(Given information):
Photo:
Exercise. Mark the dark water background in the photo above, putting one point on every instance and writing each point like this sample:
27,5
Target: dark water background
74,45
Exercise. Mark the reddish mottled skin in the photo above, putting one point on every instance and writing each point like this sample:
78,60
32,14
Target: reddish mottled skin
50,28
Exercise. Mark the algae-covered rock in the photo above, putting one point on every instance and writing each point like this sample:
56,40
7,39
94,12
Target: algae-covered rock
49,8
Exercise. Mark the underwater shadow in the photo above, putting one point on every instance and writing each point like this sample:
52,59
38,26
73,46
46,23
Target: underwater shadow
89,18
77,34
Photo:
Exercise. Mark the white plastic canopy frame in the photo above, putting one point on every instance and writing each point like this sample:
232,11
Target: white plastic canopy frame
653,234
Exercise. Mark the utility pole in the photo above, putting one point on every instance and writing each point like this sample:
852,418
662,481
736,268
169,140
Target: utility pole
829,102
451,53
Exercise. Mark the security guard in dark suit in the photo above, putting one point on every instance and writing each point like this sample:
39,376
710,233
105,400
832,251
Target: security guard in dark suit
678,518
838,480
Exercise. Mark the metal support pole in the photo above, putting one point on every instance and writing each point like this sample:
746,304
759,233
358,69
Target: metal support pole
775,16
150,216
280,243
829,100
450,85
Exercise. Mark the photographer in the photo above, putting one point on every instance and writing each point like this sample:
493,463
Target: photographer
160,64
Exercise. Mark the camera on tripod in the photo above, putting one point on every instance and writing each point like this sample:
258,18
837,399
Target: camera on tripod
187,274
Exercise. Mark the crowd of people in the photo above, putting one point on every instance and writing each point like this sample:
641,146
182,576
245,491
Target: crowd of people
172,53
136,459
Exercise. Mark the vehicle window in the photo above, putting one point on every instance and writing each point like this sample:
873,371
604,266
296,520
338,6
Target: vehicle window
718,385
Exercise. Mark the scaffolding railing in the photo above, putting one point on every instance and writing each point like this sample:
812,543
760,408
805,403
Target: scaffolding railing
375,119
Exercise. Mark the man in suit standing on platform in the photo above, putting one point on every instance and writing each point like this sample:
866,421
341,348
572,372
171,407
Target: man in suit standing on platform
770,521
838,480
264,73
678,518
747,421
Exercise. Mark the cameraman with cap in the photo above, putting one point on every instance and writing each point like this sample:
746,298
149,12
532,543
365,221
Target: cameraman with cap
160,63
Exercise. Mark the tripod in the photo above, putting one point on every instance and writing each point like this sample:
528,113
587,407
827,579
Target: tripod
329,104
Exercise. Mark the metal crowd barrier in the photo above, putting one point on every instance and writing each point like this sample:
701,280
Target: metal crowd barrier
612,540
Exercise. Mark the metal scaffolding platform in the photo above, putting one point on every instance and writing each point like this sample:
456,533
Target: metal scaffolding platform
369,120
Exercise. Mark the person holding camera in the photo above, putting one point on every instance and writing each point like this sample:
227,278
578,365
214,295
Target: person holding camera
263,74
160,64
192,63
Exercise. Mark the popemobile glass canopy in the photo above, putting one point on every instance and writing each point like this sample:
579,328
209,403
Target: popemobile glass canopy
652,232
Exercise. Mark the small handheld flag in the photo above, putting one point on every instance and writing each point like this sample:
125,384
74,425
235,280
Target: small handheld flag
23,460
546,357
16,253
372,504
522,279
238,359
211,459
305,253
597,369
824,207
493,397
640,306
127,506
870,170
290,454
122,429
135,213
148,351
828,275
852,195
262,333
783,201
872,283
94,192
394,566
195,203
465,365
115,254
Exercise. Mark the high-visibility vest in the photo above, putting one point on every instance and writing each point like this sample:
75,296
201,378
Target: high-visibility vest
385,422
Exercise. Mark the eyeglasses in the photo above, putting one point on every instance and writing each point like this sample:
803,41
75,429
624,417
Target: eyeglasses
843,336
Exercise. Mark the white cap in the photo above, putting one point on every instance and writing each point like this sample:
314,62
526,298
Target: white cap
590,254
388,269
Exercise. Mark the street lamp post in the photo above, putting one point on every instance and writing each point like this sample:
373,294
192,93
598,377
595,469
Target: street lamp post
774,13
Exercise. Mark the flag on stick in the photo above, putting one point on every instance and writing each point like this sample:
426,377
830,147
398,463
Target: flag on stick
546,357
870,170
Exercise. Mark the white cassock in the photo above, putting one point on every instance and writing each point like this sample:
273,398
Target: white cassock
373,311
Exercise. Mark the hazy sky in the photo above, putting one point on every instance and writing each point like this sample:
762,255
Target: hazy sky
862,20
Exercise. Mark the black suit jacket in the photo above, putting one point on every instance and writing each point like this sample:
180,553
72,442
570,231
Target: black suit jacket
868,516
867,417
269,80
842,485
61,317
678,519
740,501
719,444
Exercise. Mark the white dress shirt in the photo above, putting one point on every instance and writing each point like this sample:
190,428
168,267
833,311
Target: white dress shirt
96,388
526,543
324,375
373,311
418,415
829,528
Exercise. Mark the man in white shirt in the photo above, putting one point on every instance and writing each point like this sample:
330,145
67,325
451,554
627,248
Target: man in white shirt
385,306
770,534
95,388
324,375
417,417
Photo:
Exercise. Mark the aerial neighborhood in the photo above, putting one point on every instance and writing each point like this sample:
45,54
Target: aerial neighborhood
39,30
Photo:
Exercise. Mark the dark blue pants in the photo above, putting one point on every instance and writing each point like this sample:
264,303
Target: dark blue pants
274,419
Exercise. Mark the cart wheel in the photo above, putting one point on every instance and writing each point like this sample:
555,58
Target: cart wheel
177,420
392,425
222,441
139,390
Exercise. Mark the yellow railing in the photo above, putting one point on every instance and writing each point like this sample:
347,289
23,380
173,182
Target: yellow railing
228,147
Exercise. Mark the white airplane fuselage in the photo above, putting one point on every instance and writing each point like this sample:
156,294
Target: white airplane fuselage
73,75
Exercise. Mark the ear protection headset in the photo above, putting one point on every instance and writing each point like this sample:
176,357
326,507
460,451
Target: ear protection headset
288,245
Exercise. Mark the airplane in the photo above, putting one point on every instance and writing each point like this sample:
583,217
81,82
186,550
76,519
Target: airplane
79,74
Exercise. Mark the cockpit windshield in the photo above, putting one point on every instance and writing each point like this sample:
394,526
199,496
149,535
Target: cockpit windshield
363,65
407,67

(The problem):
Each line of the material above is to be retyped verbatim.

(Problem solution):
Photo:
Exercise. Mark the dark water background in the photo above, putting one point on every instance and writing each point like this sample:
27,5
Target: dark water background
74,45
Exercise. Mark the reddish mottled skin in the photo above, putting one point on every instance and writing each point like this sample:
78,60
32,14
Target: reddish mottled skin
50,28
Exercise. Mark the algae-covered rock in the photo above, putting one point on every instance and writing each point like this sample:
56,40
7,39
94,12
Target: algae-covered rock
49,8
Exercise. Mark the underwater shadow in the photo above, putting one point on every instance and writing each point like this sample:
52,59
38,26
73,46
46,23
Target: underwater shadow
89,18
77,34
Photo:
Exercise. Mark the white plastic canopy frame in the photo above, putting one point on every instance and writing each point like this sample:
232,11
Target: white plastic canopy frame
653,234
Exercise. Mark the utility pole in the photo above, putting one point on every instance and writing each point like this sample:
852,418
662,481
736,268
169,140
Target: utility pole
829,102
451,53
Exercise. Mark the security guard in dark suit in the photo above, putting one point on every instance and writing each point like this sample:
39,376
710,233
105,400
832,251
Target: security guard in dark suit
678,518
838,480
Exercise. Mark the metal support pole in the photo above, putting one point on every instance and writing each point like this sample:
746,304
759,233
358,69
Target: metal support pole
775,16
150,216
280,243
829,100
450,85
Exercise. Mark the photographer in the photo above, putting one point on every instance and writing each point like this sample:
493,463
Target: photographer
160,64
Exercise. Mark the camera on tripod in the photo above, putting one point on every instance and writing each point like this sample:
258,18
837,399
Target: camera on tripod
187,274
Exercise. Mark the crowd of people in the photo above, putting one point on every instance and writing each point like this sample:
641,146
182,576
245,491
Target: crowd of people
172,53
136,459
Exercise. Mark the vehicle window in the photo above, putting one point on every instance and writing each point like this sample:
873,371
604,266
296,520
338,6
Target: vehicle window
718,385
Exercise. Mark the scaffolding railing in the photo above, putting one point on every instance and writing each point like this sample:
812,543
760,408
805,403
Target: scaffolding railing
375,119
Exercise. Mark the man in suit standing on platform in the photo above, putting one point on every instance and writing each point like this sample:
866,421
341,348
572,372
171,407
Target: man in suit standing on platform
770,521
838,480
264,73
678,518
747,421
Exercise. Mark the cameraman with cap in the photo above, putting one point on every instance and writing each point like this sample:
746,298
149,12
532,543
365,221
Target: cameraman with cap
160,63
Exercise. Mark the tripod in the photo above, putting one point on every instance and writing each point like this sample:
528,113
587,407
827,579
Target: tripod
329,104
Exercise. Mark the metal crowd barrier in the photo above, putting one point on every instance and writing each point like this sample:
701,280
Target: metal crowd barrier
612,540
Exercise. Mark the metal scaffolding platform in the photo above, putting one point on every instance and writing each point like this sample:
456,533
Target: metal scaffolding platform
369,120
Exercise. Mark the person holding camera in the photo above, putting one point on every instance and writing each point like this sample:
227,278
578,365
214,295
Target: person holding camera
263,74
160,64
192,63
Exercise. Mark the popemobile glass canopy in the photo above, putting one point on every instance and writing each point like this sample:
579,328
209,403
Target: popemobile glass canopy
652,232
Exercise. Mark the small handheld flag in the photo above, putting one point on every instance and writing each point like this sample:
125,384
74,425
235,280
Target: small handheld flag
23,460
546,357
16,253
372,504
522,279
238,359
211,459
305,253
597,369
824,207
493,397
640,306
127,506
870,170
290,454
122,429
135,213
148,351
828,275
852,195
262,333
783,201
872,283
94,192
394,566
195,203
465,365
115,254
Exercise. Mark the high-visibility vest in the photo above, putting one point on every instance and writing each point like this sample:
75,296
201,378
Target: high-visibility vest
385,422
Exercise. Mark the eyeglasses in the photo above, putting one point on every instance and writing each point like this sample:
803,41
75,429
624,417
Target: eyeglasses
843,336
Exercise. Mark the white cap in the photo above, putting one point on every instance and writing each point like this sample:
314,62
526,298
Target: white cap
590,254
388,269
Exercise. Mark the street lamp post in the photo above, putting one point on every instance and writing each point like this sample:
373,294
192,93
598,377
595,469
Target: street lamp post
774,13
Exercise. Mark the flag on stick in the photo above, putting one point on every instance and writing each point like this sample:
426,377
830,147
398,463
Target: flag on stick
546,357
870,170
Exercise. Mark the white cassock in the photo above, putting one point on every instance and writing each point like this sample:
273,398
Target: white cassock
373,311
Exercise. Mark the hazy sky in the photo above, putting one point on every instance and writing each point like this sample:
762,255
Target: hazy sky
862,20
Exercise. Mark the black suit jacket in the photo above, putting one point on every instance and writing each point like this sample:
180,553
72,442
570,231
Target: black suit jacket
868,516
867,417
269,80
842,485
61,317
678,519
740,501
719,444
Exercise. Mark the white dress shirt in the photo above, putting one point on every instance and writing each point like this sample:
190,428
168,267
833,311
Target: white dress shirt
96,388
526,543
324,375
373,311
418,415
829,528
Exercise. Mark the man in white shirt in the photo above, putting one point on every instance and writing each point like this sample:
330,145
67,325
451,554
627,248
Target: man in white shirt
385,306
770,534
95,388
324,375
417,417
Photo:
Exercise. Mark the aerial neighborhood in the photo above, putting one point on every instance and writing each point like this sample:
45,54
Target: aerial neighborhood
39,30
Photo:
Exercise. Mark the dark blue pants in the photo above, putting one point on every instance and writing each point like this sample:
264,303
Target: dark blue pants
274,419
Exercise. Mark the cart wheel in the photo above, putting one point on every instance and writing each point like this sample:
555,58
Target: cart wheel
177,420
392,425
222,441
139,390
Exercise. Mark the yellow railing in the photo above, putting one point on every instance and writing each point like this sample:
347,289
23,380
173,182
Target: yellow railing
228,147
Exercise. Mark the white airplane fuselage in the photo above, putting one point on every instance and writing each point like this sample:
156,294
Target: white airplane fuselage
73,75
Exercise. Mark the ear protection headset in the photo above, putting one point on every instance and writing each point like this sample:
176,357
326,507
460,451
Target: ear protection headset
288,245
Exercise. Mark the airplane in the photo above, putting one point on every instance and writing each point like this sample:
583,217
81,82
186,550
76,519
Target: airplane
79,74
Exercise. Mark the cockpit windshield in the photo above, putting one point on every instance and writing each point like this sample:
394,526
199,496
149,535
Target: cockpit windshield
363,65
407,67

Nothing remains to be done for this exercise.